[点选数据摘录]

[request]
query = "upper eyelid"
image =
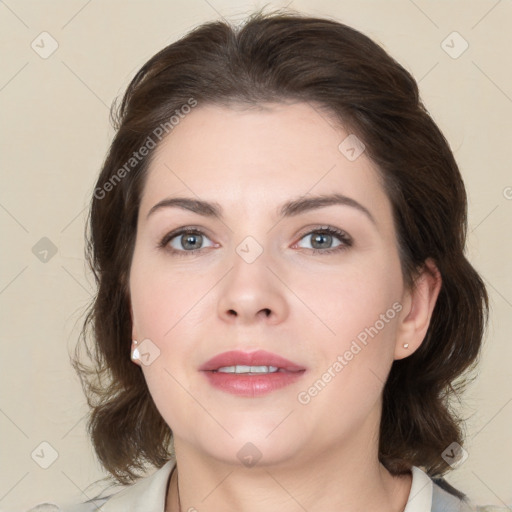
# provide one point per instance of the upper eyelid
(342, 235)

任务说明 - 把上面数据的各行改写成编号列表，空行不计，图片不要放进结果。

输出 -
1. [request]
2. query = "upper eyelid"
3. image =
4. # provide one point per instance of the upper eyelid
5. (342, 235)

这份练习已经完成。